§ Problems to work on:
a) List every section heading that appears in the market commentary below.
b) Based on the market commentary below, do these statements agree with it? For each, answer yes or no and quote the words that decide it.
(i) The writer trades on technical analysis.
(ii) The writer covered some short positions after expecting the market to bounce off the 820 level.
(iii) Bonds are trading lower.
═════ Text provided
920 on the S&P 500, the level that bulls heralded as proof of a new bull market, is now dust in the wind. While I don't trade on technical analysis, I monitor it because others trade on it. The bears will need to keep the S&P 500 below 920 for the remainder of the day if they want to trigger another round of sell orders. My understanding is that many technical folk wait for closing prices. The good news for the bulls is that the call buyers have disappeared and that Goldman Sachs, RIMM and Apple are still positive.

Can't Get It Up

  • The bulls have the advantage with breadth positive, the dollar lower, oil higher and the momentum names higher. The ball is in the bull's court today.
  • If the bulls can't get the market going with so much in their favor, what will it take to get the market up?
  • If they can't get it up, will they take it down?
  • Bonds are once again trading higher. I sold covered calls on my treasury position yesterday. If we end the week at current levels I will be out of the trade.
  • If I thought bonds were a good long term value I would stick with the trade, as I believe they are going higher in the coming weeks.

Put Them Back Out

I am using the strength this morning to add to my shorts. The call buyers are back.

Buyers Show Up

Good Morning. It appears the buyers are showing up this morning as the market is testing the lower end of its range. I expected a bounce off the 820 level, as support generally holds the first time it is tested. As such I covered some of my shorts yesterday. I will be looking to put them back out today as the market bounces.

Investors have been conditioned to buy every dip. Yesterday, we witnessed heavy call buying as we tested support. It is quite unusual to see heavy call buying on a large down day. The fact that the market could not muster a rally despite that call buying leads me to believe that the market is weak.

Bulls Losing Ground

While the bulls did not give up 920 on the S&P 500 today, their performance was rather weak. There was heavy call buying and they were not able to lift the market. My best guess is that 920 will give way some time this week. However, there has not been much consistency recently in the markets day to day movements. Have a good night.
══════════
═════ Recorded information
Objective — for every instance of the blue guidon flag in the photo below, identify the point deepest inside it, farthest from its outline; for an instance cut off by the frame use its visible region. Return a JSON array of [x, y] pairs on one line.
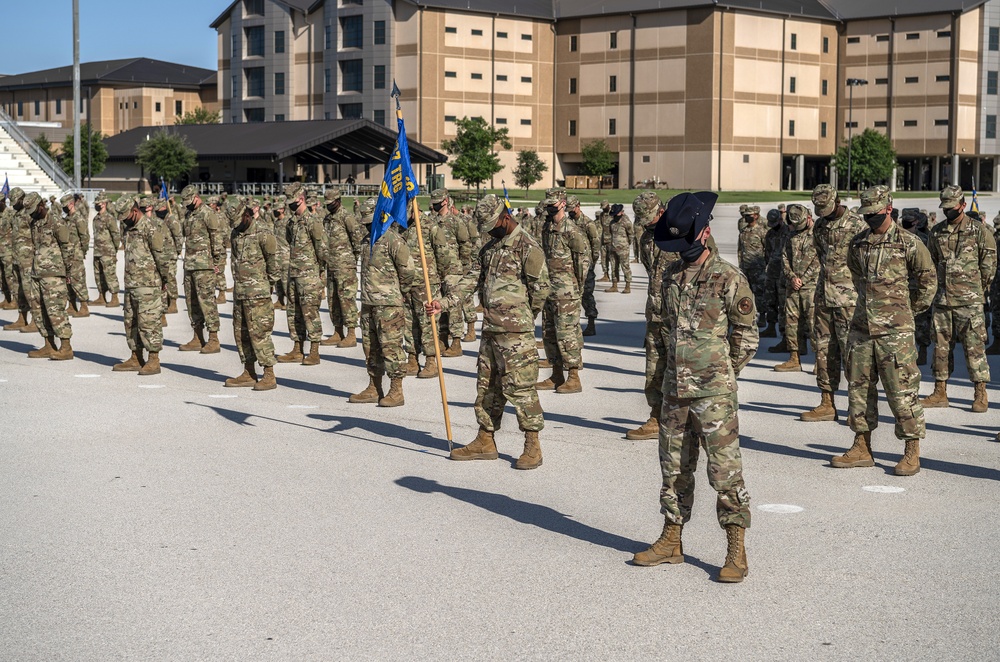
══════════
§ The results:
a)
Can't Get It Up
Put Them Back Out
Buyers Show Up
Bulls Losing Ground

b)
(i) No: "While I don't trade on technical analysis, I monitor it because others trade on it."
(ii) Yes: "I expected a bounce off the 820 level, as support generally holds the first time it is tested. As such I covered some of my shorts yesterday."
(iii) No: "Bonds are once again trading higher."